### GIVEN ENTRIES
· · · · · · ·

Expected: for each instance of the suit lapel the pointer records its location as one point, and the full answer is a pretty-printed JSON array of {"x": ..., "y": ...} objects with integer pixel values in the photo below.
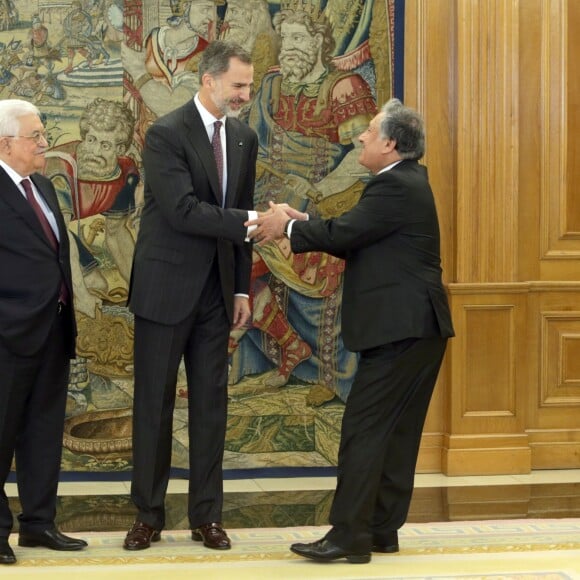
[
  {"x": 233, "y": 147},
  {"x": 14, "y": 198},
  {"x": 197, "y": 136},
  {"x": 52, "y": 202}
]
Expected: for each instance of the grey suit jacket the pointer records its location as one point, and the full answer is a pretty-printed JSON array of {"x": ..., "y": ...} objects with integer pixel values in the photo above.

· · · · · · ·

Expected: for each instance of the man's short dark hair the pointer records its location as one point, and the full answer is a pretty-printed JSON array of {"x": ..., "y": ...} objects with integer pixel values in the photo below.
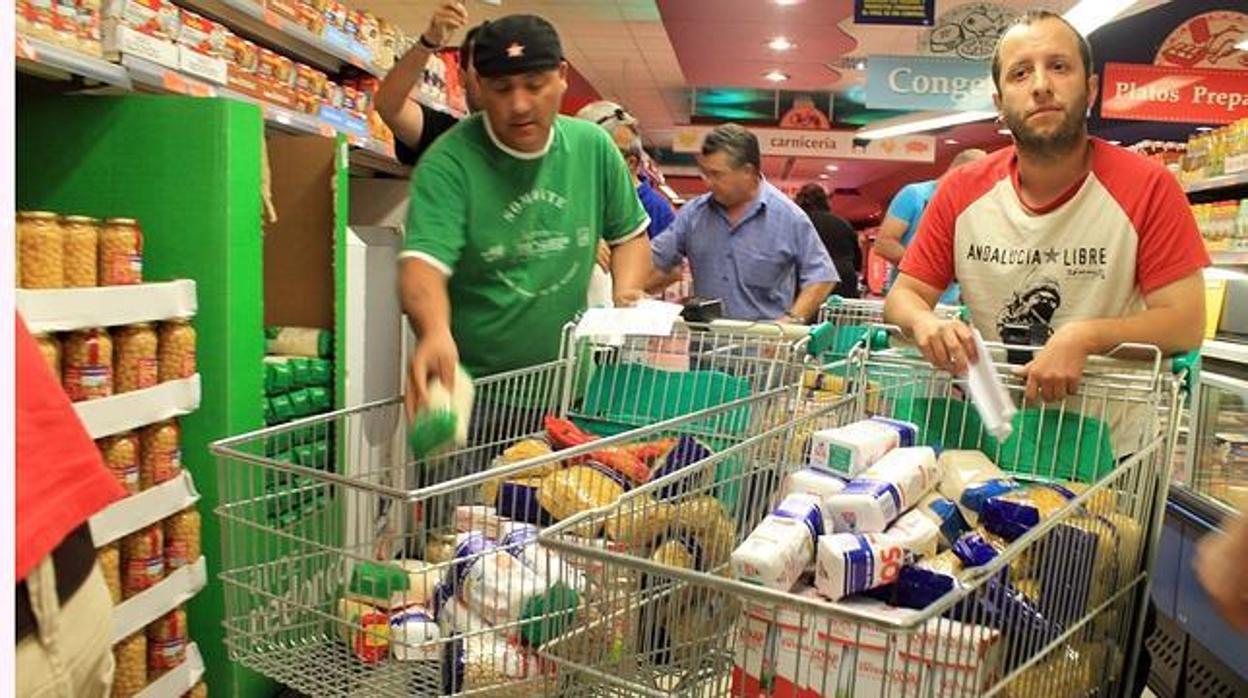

· · · · · · ·

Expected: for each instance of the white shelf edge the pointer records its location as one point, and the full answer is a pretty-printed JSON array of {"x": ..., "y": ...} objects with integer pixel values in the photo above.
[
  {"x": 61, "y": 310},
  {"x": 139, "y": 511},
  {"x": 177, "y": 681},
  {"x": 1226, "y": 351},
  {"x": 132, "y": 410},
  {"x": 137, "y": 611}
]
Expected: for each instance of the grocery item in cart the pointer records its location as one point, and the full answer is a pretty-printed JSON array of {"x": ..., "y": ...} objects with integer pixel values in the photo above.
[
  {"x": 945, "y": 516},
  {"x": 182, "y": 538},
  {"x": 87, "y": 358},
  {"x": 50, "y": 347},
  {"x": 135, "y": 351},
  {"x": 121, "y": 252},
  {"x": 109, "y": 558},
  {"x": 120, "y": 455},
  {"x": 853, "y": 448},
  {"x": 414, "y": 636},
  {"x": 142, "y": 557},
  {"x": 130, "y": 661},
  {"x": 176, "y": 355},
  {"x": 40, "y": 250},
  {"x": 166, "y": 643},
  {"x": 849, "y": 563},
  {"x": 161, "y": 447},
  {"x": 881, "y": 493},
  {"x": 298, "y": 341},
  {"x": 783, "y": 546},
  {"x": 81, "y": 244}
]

· · · · · · ·

### WHAT YOU WILL DO
What is wanted is an exact copy of the lines above from the one containing "Expected: for each instance of the suit" through the one containing "Expected: for each instance of the grey", with no pictures in it.

### TASK RESULT
Expected: for each instance of the suit lapel the pointer records its location as one point, and the full answer is a pretty-printed JSON array of {"x": ..., "y": ...} objects with integer pixel values in the photo below.
[
  {"x": 233, "y": 147},
  {"x": 14, "y": 198},
  {"x": 197, "y": 136},
  {"x": 52, "y": 202}
]
Expected: for each instance of the grey suit jacket the pointer records its location as one point, and the full answer is a pretty-printed JSON array of {"x": ..., "y": ...} objects with integer pixel values in the photo above.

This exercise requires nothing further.